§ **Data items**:
__________________________________________________

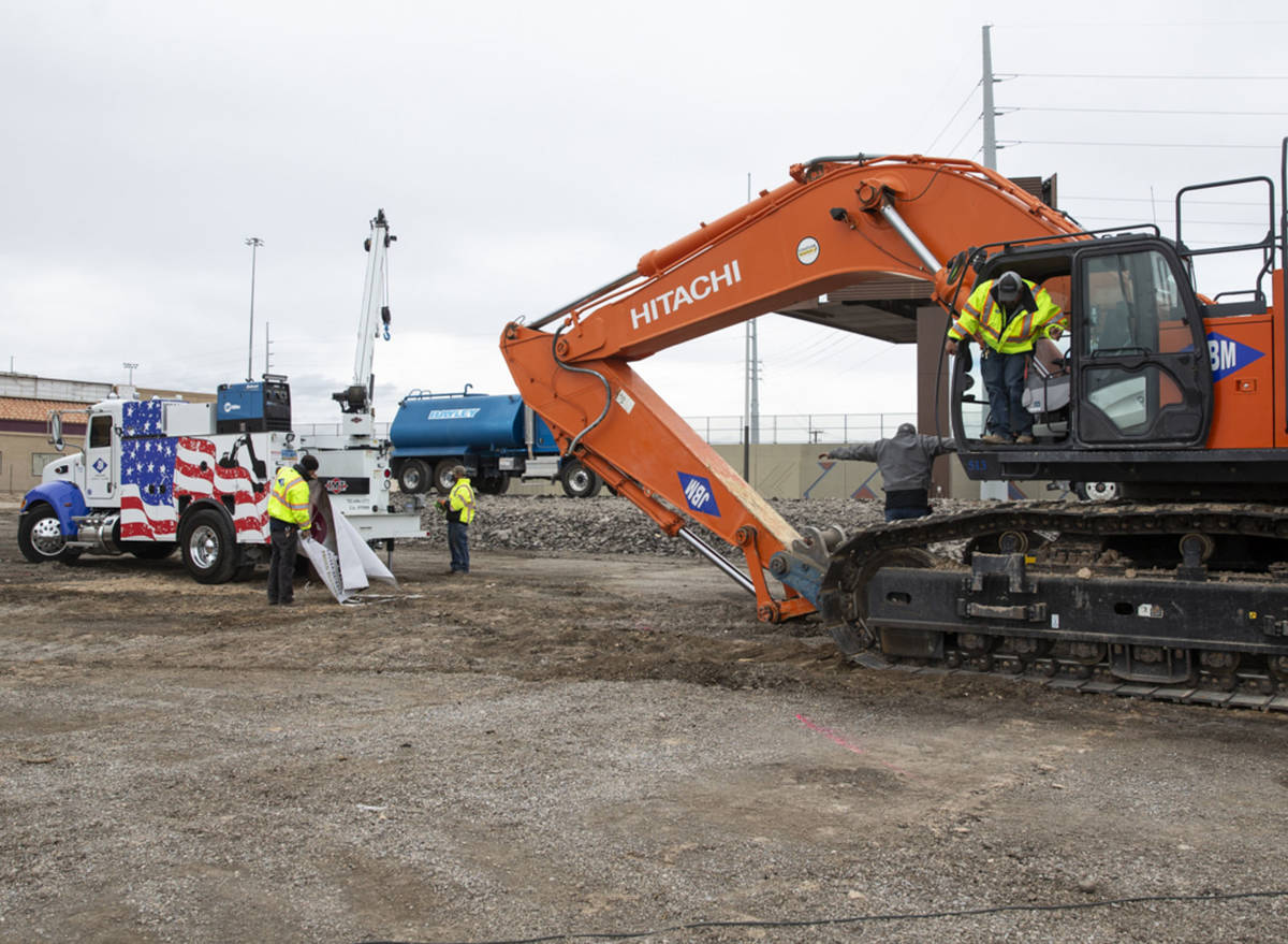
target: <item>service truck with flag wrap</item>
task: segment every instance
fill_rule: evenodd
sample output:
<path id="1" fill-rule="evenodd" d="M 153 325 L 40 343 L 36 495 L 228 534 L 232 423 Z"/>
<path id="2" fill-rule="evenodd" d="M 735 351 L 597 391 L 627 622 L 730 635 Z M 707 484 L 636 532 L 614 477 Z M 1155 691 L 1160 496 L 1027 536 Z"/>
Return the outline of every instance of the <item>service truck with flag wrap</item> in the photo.
<path id="1" fill-rule="evenodd" d="M 258 415 L 236 432 L 216 432 L 228 428 L 220 408 L 237 402 L 223 388 L 214 404 L 116 398 L 88 408 L 82 451 L 45 466 L 22 499 L 23 556 L 160 558 L 179 548 L 200 583 L 249 574 L 268 548 L 272 475 L 296 450 L 285 382 L 236 387 L 240 396 L 247 387 L 260 393 Z M 59 418 L 50 432 L 62 447 Z"/>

__________________________________________________

§ **What needs to be done**: Rewrite the lines above, changing "service truck" to "utility truck" everywhere and keeping everything else the same. Leave the picture out.

§ **Solution for this problem**:
target: <item>utility truck with flag wrap</item>
task: segment every instance
fill_rule: evenodd
sample output:
<path id="1" fill-rule="evenodd" d="M 153 325 L 40 343 L 36 495 L 228 534 L 232 423 Z"/>
<path id="2" fill-rule="evenodd" d="M 735 351 L 597 391 L 627 622 L 730 635 Z M 707 484 L 636 532 L 614 477 Z M 1155 691 L 1160 496 L 1027 536 Z"/>
Return the outline of every instance of the <item>utility truck with flag wrap</item> in the photo.
<path id="1" fill-rule="evenodd" d="M 258 415 L 236 432 L 216 432 L 228 428 L 220 408 L 237 402 L 223 388 L 214 404 L 116 398 L 88 408 L 82 451 L 45 466 L 22 499 L 23 556 L 160 558 L 179 548 L 200 583 L 249 574 L 268 548 L 272 475 L 296 450 L 285 382 L 236 387 L 240 396 L 247 387 L 260 393 Z M 59 418 L 50 432 L 62 447 Z"/>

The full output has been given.